◆ Your task ◆
Transcribe the lines of the records starting with the one that has "Query: patterned area rug" in it and ending with the last, and transcribe nothing else.

Start of Data to use

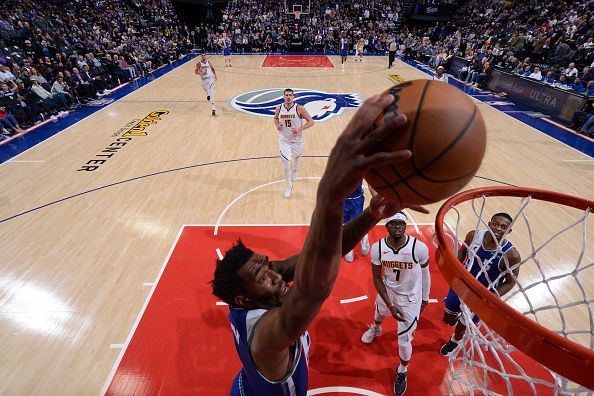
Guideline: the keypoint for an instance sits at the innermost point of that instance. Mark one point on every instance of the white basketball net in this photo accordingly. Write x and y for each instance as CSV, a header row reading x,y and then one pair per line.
x,y
551,266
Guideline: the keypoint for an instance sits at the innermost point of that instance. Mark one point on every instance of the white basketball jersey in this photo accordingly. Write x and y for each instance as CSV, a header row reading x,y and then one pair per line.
x,y
205,66
290,119
402,266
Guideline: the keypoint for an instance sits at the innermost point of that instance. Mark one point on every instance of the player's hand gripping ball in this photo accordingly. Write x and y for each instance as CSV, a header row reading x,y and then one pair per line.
x,y
447,137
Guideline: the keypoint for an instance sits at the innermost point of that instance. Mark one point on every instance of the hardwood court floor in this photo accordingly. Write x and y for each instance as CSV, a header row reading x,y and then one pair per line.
x,y
75,274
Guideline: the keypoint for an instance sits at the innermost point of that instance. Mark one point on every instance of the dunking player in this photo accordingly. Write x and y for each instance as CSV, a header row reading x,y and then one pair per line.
x,y
269,318
490,258
359,49
404,291
353,206
344,48
288,119
207,77
225,44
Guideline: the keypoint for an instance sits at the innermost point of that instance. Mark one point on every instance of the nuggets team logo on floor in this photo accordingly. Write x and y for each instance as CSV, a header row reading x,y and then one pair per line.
x,y
319,104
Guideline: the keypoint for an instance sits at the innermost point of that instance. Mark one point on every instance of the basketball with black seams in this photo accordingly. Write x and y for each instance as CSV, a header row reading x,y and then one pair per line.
x,y
447,137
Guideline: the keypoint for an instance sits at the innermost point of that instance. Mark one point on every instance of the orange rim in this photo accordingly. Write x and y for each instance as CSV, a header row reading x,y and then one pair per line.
x,y
567,358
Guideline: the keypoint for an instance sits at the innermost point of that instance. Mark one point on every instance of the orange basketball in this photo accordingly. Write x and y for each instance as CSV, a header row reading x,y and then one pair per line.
x,y
446,134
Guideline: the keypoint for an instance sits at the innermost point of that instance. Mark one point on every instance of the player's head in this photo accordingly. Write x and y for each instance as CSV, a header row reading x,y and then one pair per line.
x,y
288,96
499,224
246,279
396,225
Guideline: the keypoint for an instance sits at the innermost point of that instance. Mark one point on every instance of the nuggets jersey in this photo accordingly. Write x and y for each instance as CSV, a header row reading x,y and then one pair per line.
x,y
249,381
205,66
402,266
485,264
290,119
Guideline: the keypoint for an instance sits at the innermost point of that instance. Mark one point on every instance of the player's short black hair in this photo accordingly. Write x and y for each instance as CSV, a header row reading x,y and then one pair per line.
x,y
227,283
504,215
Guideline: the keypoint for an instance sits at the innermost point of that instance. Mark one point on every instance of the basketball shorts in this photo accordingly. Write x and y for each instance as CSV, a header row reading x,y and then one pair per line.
x,y
208,85
452,305
409,304
352,208
290,149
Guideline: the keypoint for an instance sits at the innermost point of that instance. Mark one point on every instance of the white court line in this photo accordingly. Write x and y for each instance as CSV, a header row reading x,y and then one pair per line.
x,y
355,299
216,230
23,161
135,325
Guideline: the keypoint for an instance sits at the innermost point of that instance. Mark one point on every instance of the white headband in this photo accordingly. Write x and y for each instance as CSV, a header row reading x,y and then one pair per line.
x,y
398,216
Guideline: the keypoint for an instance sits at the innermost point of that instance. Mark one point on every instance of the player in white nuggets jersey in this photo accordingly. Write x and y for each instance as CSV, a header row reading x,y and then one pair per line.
x,y
404,290
272,303
207,77
359,49
288,119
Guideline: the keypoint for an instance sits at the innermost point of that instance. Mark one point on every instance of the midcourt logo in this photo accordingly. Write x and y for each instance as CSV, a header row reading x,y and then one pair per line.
x,y
320,105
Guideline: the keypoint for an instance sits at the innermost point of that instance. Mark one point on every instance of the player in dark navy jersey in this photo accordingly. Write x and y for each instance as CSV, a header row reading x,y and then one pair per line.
x,y
269,317
491,259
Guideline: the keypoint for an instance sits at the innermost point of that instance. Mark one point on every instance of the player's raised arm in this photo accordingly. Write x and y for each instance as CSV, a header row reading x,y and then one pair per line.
x,y
277,119
317,266
464,248
304,114
511,274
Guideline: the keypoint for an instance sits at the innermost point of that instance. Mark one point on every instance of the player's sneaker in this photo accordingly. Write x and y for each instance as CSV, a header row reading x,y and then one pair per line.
x,y
365,245
373,331
400,384
448,347
288,190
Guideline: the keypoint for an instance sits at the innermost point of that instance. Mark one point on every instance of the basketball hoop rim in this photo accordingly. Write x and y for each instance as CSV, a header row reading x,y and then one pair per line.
x,y
567,358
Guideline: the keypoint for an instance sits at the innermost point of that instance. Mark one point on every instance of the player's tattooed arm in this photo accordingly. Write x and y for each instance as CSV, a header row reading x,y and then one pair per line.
x,y
286,267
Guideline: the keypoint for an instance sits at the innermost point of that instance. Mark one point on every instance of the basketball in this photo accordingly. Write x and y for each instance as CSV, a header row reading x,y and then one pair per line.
x,y
447,137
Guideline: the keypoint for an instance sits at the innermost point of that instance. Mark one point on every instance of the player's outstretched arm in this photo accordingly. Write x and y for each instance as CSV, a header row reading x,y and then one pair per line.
x,y
304,114
317,265
464,248
277,123
353,231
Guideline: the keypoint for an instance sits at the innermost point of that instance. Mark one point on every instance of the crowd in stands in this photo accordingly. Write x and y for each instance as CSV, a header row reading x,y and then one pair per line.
x,y
57,55
264,26
549,41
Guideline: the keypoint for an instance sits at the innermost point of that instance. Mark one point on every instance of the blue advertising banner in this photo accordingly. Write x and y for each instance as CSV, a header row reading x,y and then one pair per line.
x,y
539,96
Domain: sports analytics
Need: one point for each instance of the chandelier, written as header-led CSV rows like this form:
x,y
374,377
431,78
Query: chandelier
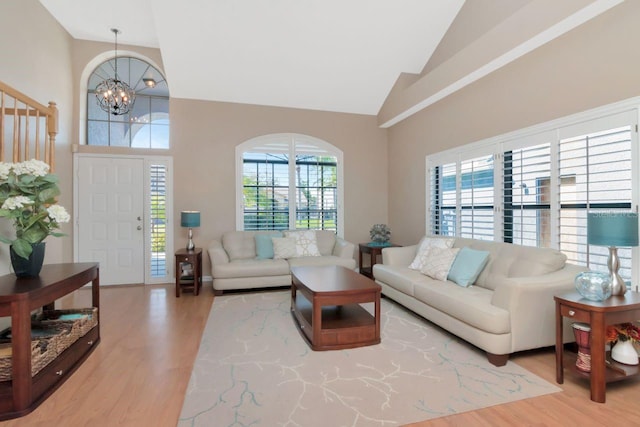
x,y
115,96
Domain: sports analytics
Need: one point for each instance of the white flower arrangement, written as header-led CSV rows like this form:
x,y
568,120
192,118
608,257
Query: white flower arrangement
x,y
28,197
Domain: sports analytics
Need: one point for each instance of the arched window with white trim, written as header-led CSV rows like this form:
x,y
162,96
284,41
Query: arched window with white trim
x,y
147,124
289,181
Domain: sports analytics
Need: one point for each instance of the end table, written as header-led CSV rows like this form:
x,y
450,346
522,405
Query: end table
x,y
616,309
193,257
373,250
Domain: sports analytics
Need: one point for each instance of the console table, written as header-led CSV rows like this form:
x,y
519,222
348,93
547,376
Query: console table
x,y
18,298
612,311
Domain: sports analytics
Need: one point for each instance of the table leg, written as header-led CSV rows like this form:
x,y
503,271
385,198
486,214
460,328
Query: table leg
x,y
559,346
598,364
316,325
177,278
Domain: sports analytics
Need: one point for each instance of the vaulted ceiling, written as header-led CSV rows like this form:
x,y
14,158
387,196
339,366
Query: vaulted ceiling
x,y
388,58
334,55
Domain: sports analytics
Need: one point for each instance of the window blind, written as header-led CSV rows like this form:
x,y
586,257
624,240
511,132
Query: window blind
x,y
594,176
527,196
476,195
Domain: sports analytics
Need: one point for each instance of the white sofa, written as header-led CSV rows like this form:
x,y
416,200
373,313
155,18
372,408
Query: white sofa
x,y
509,308
234,262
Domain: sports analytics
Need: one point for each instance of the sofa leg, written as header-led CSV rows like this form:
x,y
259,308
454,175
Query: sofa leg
x,y
497,359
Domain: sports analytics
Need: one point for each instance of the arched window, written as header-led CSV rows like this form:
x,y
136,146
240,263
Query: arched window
x,y
147,124
289,181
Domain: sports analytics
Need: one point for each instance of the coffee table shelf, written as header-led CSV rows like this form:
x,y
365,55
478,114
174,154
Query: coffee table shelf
x,y
326,307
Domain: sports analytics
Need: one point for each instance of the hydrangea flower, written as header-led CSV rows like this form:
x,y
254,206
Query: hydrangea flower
x,y
17,202
28,197
58,213
31,167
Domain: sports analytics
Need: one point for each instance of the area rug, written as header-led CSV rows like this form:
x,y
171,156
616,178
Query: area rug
x,y
254,369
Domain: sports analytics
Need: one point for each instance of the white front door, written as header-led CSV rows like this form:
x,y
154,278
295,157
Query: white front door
x,y
110,217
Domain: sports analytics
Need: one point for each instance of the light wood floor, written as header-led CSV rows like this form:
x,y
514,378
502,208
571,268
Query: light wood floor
x,y
139,373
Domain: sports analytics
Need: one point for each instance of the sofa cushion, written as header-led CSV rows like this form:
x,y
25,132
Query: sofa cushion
x,y
264,244
349,263
398,277
536,261
239,244
438,263
251,268
469,305
326,240
422,254
306,242
284,247
467,266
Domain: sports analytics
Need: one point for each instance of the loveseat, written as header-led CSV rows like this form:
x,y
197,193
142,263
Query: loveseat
x,y
507,307
248,259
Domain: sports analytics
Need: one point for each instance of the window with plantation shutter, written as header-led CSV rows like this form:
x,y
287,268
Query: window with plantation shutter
x,y
595,175
289,181
527,195
443,199
534,187
476,198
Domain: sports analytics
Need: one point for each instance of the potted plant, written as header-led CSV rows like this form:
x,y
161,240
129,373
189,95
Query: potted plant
x,y
28,195
621,338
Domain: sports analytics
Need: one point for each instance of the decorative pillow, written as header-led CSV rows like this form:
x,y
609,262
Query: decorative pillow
x,y
306,242
264,245
439,262
284,247
467,266
423,251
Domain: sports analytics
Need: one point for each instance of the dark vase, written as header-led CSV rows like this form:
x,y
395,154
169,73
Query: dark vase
x,y
28,267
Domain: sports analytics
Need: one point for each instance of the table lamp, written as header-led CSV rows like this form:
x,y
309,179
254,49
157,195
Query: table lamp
x,y
190,219
613,229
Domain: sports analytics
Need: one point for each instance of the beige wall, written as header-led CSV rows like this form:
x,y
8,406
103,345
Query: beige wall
x,y
593,65
36,60
205,134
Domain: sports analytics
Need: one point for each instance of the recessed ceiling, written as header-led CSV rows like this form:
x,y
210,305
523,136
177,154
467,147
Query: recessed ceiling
x,y
331,55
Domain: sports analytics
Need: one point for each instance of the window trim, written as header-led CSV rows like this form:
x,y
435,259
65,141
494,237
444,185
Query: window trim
x,y
296,144
501,144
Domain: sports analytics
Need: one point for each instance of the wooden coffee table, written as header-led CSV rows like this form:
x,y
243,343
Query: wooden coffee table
x,y
326,307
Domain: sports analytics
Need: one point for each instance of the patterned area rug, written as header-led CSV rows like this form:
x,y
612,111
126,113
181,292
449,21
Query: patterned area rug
x,y
254,369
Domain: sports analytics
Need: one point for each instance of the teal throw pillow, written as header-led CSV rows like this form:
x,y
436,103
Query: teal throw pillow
x,y
264,245
467,266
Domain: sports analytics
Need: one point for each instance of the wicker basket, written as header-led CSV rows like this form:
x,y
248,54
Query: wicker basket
x,y
50,337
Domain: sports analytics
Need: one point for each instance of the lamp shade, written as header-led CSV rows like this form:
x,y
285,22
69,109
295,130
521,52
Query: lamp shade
x,y
190,219
612,229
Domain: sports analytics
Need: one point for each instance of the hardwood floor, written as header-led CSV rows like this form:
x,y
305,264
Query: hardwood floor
x,y
139,373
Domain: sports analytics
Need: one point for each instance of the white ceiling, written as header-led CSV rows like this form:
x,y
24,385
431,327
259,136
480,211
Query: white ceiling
x,y
332,55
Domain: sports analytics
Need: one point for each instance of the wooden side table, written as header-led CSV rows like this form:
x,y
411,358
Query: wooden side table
x,y
373,251
615,310
194,258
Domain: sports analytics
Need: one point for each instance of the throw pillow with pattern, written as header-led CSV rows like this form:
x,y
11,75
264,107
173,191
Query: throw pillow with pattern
x,y
306,242
439,262
423,251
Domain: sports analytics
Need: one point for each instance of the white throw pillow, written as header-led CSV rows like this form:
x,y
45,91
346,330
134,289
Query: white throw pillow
x,y
284,247
423,251
439,262
306,242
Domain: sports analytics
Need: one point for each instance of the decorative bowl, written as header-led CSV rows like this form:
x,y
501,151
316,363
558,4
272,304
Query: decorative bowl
x,y
594,285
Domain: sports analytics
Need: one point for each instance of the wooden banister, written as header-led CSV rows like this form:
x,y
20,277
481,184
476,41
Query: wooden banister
x,y
27,139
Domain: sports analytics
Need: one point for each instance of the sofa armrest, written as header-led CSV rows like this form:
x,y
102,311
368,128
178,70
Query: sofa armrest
x,y
399,256
343,249
531,306
217,255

End of Data to use

◆ Result ◆
Query: patterned area rug
x,y
254,369
Domain: sports analytics
Need: one point for each instance of the teal throw pillow, written as header-led CSV rows like this form:
x,y
436,103
Query: teal throw pillow
x,y
264,245
467,266
Domain: sports analytics
Need: one point for each instance of the wicker basket, written as header-led CSV rows like this form:
x,y
248,54
Query: wicker basket
x,y
50,337
Domain: sports analytics
Need: one point for each instance of the lamp shade, written as header-led CSV rows like this form:
x,y
285,22
69,109
295,130
521,52
Query: lamp shade
x,y
190,219
612,229
Domain: sports analytics
Need: one point for each instance of the hardwood floor, written as header-led CSV rows like this form:
x,y
305,264
Query: hardwood floor
x,y
139,373
Domain: sports analytics
Need: one point for each instance of the white ceiling, written as header-led CSV rows like this form:
x,y
24,385
431,327
259,136
480,211
Query: white ceiling
x,y
332,55
Domain: sports analytics
Need: one point for each instance of the wooden side table, written as header-led CSV rows like this form:
x,y
411,358
Query: wooden side table
x,y
373,251
615,310
194,258
Domain: sports analytics
Need: one point for each instance of the throw pillow with pattern, written as header-led CSV rows like this form:
x,y
11,75
264,107
173,191
Query: throw pillow with pattern
x,y
306,242
439,262
423,251
Domain: sports analytics
Need: one point for each instance of the white throw pillow, written as header-led CSV rows like this form:
x,y
45,91
346,330
134,289
Query: white throw pillow
x,y
284,247
423,251
439,262
306,242
Domain: sports analytics
Need: one point for each instance of the decorative bowl, written as header-led CSV rows like this form:
x,y
501,151
316,363
558,4
272,304
Query: decorative bowl
x,y
594,285
Domain: sports analytics
Need: one point for each instance of the wooden banister, written as header-led CSV rows like this form:
x,y
20,277
481,184
476,41
Query: wooden banister
x,y
27,139
Domain: sports analytics
Need: one point for each instance of the sofa armrest, written as header-led CSV rows like this form:
x,y
102,311
368,128
178,70
Query: sofa armrest
x,y
399,256
343,249
531,306
217,255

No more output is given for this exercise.